◆ What to do ◆
1) Answer these questions from the Star Wars Blu-ray review:
(a) In what aspect ratio are all three films presented?
(b) What score does the review give Star Wars Episode IV: A New Hope?
(c) For the DVD releases of which year were the Lowry restoration prints made?
2) Write the next part of the Star Wars Blu-ray review, picking up right after its final sentence.

◆ Reading text ◆

“I have a bad feeling about this ...”
By now there can't be anybody reading this who hasn't either studied other reports about these transfers or seen them for themselves.
Yes, they are indeed the same Lowry restoration prints made for the 2004 DVD releases and, as such, they are a total hodgepodge of inconsistencies that Blu-ray only makes more apparent. And whilst many of the issues that plagued those earlier editions have been rewardingly addressed, others haven't. But, overall, do they look good when increased to 1080p?
Hell, yes. Though not as good as they could have looked with a proper restoration and the 4K scan that they deserved. Harrumph!
“Your eyes can deceive you. Don't trust them.”
All three films come with AVC encodes and are presented 2.35:1. All three have grain, which can be smooth and even, but can also be slightly coarser and frozen at other times, but I only rarely found this to be intrusive. All three also have some minor edge enhancement that still remains, but this is absolutely inconsequential compared to how they have looked on DVD. DNR? Yep, there could still be some going on … but, as with the EE, it is slight and appears moulded to maintain a consistency of texture throughout the trilogy. Once again, I wasn't too perturbed by it.
The garbage mattes that really dated the films haven't been altogether banished, but they have been improved. I certainly wasn't as bothered by them as I used to be, although you will surely still catch a few of them. I know people who really loathe this sort of thing and had been praying that they'd be gone for good. Alas, that is not to be.
Star Wars Episode IV: A New Hope (7/10)
I thought that this one looked the worst out of the three, despite having the most obvious improvements made to it. Appearing as though it has been culled from a variety of different sources – oh, wait, it has – the image fluctuates throughout. By far the most afflicted elements are found during the Tatooine sections of the movie. The rocks, the sand, the sky, the skin-tones all fluctuate continually. Now I was looking for it, I know, but I found this to be really distracting. A full restoration would have evened this out, I'm certain.

◆ Dataset extract ◆
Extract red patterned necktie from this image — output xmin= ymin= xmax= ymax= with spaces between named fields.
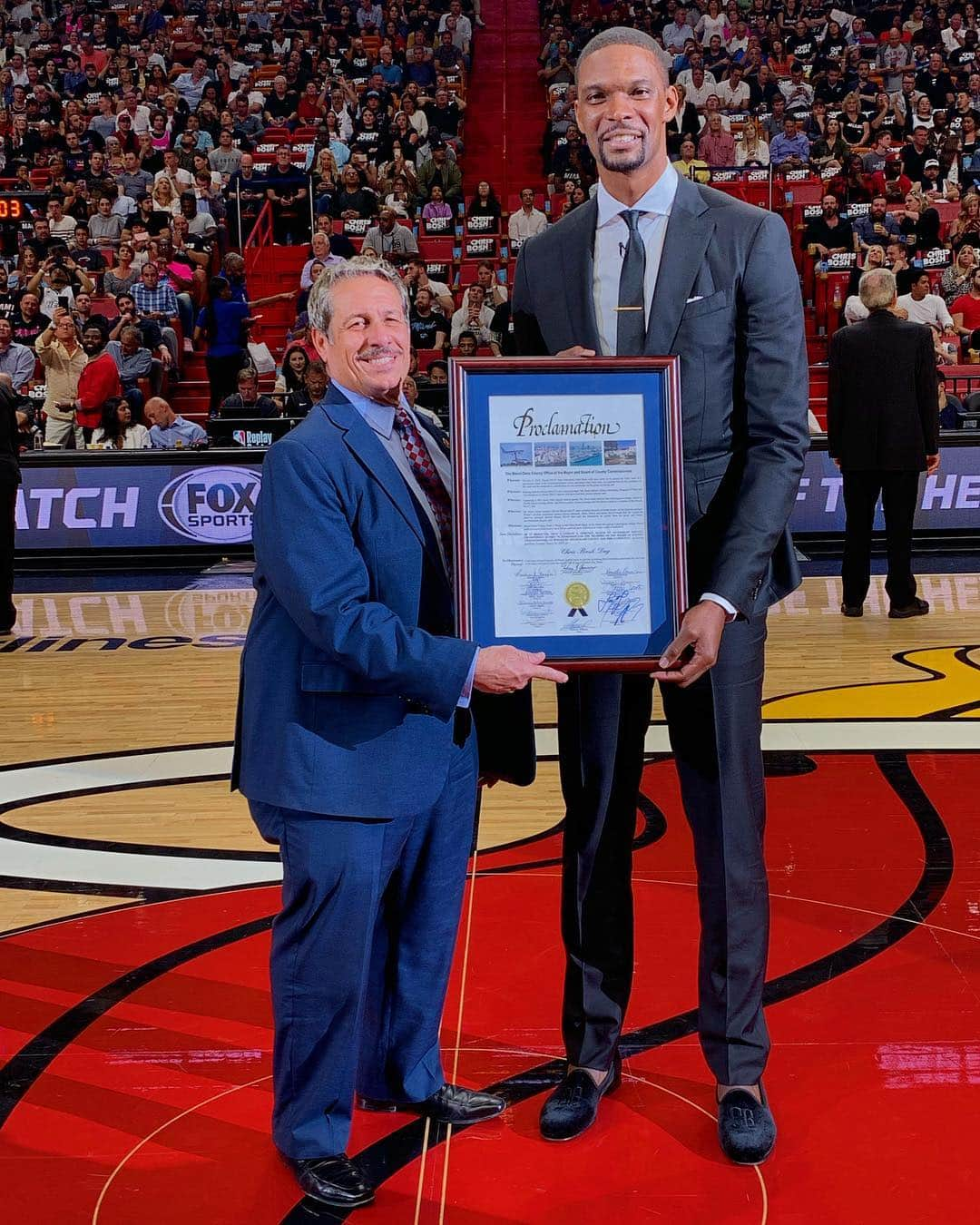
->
xmin=395 ymin=405 xmax=452 ymax=566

◆ Results ◆
1)
(a) 2.35:1
(b) 7/10
(c) 2004

2)
We are also afflicted by softness and lens flares and the sort of boosted colours and contrast that make you squint. It's a desert, of course, so this is all probably very appropriate, but it doesn't look very nice to me. Some shots look unbelievably old and shabby, usually the exterior and more sandy scenes – Luke looking out at the binary sunset, for instance. As iconic an image as this is – and, as I write this, NASA has just confirmed the discovery of a real-life twin-star system with a revolving planet - it still looks rough to me. There is even a shot of Threepio doing his Mr. Bean walk across the sand after leaving Artoo that has a faint smudgy glow around him, almost as though the previous EE had been digitally erased by a three-year-old. Improvements are made with attention to precise detail. I would hesitate to call the image spotless, however, as the picture now yields up more of that lived-in quality that Lucas was always aiming for. But we can see lots of fabric detail, finite toolings on vehicles and weapons, patterns and colouring on droids, grime and smears on walls and the texture of plenty of surfaces that aren't Death Star related. And look at the skin texture on the old Rebel at the start, and on Ben. Selectively, this looks great. Though, generally, it is merely adequate.
Once we move away from Tatooine, things become much, much better, in my opinion.
Black levels are terrific despite some small elements of crushing that do detract from the dimensionality of the image. Interiors look terrific with good contrast for the most part. The cockpits of the X-Wings reveal more detail and the whole trench sequence offers up a much improved sense of depth and scale.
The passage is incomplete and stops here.